▸ **Supplied material**:
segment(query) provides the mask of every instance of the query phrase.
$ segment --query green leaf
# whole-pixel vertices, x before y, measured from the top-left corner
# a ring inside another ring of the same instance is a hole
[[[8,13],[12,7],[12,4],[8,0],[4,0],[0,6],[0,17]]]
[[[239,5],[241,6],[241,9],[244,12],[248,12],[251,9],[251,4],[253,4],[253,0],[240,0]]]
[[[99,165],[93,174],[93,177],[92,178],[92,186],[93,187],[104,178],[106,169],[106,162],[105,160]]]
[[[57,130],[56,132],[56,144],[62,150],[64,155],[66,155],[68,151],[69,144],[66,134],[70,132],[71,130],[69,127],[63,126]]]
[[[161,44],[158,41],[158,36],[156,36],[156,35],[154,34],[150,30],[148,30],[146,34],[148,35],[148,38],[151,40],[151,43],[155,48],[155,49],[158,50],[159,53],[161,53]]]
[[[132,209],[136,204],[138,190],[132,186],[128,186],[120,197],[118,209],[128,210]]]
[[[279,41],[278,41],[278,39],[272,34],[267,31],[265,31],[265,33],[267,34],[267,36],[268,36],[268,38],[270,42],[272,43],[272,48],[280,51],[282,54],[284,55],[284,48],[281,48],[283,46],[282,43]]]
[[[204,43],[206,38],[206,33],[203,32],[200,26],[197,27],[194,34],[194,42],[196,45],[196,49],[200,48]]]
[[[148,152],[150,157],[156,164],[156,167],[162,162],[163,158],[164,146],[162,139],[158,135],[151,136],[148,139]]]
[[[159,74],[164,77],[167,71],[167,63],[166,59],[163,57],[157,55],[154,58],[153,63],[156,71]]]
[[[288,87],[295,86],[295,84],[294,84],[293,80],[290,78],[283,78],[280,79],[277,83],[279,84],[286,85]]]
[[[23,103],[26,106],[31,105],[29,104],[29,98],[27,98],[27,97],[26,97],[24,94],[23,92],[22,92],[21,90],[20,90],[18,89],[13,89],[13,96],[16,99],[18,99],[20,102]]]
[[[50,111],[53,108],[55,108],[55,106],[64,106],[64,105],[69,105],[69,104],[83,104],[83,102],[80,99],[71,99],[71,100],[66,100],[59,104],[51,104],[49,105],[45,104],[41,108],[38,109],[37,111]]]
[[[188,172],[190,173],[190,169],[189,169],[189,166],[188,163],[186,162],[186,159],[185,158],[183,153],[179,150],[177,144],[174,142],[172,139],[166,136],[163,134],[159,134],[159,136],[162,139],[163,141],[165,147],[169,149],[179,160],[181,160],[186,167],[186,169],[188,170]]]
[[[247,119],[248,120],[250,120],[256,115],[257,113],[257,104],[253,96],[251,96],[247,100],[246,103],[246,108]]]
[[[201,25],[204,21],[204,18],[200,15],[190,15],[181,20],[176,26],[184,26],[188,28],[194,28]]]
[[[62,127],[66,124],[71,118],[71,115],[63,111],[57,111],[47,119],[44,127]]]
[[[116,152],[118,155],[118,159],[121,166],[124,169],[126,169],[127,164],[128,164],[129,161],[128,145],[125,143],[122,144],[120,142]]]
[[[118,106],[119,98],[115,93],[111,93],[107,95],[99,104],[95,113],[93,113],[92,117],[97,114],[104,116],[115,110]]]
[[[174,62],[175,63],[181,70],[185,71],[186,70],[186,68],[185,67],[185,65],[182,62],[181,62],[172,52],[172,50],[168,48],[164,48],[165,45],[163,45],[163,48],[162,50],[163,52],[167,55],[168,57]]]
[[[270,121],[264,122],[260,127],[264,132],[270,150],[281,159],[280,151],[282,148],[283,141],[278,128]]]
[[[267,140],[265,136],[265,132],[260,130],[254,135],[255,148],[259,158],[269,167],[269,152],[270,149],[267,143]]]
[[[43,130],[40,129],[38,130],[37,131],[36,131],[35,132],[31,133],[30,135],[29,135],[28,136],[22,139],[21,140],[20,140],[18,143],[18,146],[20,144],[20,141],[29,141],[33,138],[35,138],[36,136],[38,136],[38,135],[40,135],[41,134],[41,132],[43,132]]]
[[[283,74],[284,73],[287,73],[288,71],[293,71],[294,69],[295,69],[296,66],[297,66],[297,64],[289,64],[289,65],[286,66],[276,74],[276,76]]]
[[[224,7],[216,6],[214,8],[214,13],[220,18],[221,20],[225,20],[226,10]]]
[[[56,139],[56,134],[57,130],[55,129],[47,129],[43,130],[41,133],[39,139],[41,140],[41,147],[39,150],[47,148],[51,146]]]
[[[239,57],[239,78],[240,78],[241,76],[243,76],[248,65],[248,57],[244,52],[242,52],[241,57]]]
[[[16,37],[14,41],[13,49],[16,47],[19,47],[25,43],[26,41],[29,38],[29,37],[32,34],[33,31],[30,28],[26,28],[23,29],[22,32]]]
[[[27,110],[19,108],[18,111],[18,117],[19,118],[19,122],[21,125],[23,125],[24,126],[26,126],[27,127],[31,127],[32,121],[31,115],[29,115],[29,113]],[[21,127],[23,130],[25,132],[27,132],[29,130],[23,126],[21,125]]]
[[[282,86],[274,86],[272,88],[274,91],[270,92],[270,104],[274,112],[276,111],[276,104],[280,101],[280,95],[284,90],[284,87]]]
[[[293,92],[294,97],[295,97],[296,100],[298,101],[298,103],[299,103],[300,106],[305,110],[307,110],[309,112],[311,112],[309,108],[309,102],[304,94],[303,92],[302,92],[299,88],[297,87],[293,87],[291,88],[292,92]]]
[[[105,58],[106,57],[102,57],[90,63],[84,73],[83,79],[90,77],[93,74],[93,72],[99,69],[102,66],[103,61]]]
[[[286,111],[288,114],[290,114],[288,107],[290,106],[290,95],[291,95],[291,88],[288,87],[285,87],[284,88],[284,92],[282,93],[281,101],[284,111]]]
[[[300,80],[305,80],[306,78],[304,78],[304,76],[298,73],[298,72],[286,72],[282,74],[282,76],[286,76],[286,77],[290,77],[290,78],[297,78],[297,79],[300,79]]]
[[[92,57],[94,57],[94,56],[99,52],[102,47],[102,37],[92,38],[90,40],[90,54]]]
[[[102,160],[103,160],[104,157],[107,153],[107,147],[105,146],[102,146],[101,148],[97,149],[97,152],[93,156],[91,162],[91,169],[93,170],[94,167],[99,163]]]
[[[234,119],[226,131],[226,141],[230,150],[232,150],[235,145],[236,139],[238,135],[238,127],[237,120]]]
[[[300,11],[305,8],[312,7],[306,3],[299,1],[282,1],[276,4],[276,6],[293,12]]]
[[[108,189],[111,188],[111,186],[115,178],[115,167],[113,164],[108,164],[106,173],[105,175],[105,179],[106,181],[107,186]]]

▸ **What is required**:
Can you quote the listing word for word, starting at its first line and ending at the line that contains "[[[8,13],[12,7],[12,4],[8,0],[4,0],[0,6],[0,17]]]"?

▸ **Full response**:
segment(query) provides the mask of every instance of the query phrase.
$ segment --query green leaf
# whole-pixel vertices, x before y, measured from the top-left corner
# a ring inside another ring of the same instance is a hole
[[[8,13],[12,7],[12,4],[8,0],[4,0],[0,6],[0,17]]]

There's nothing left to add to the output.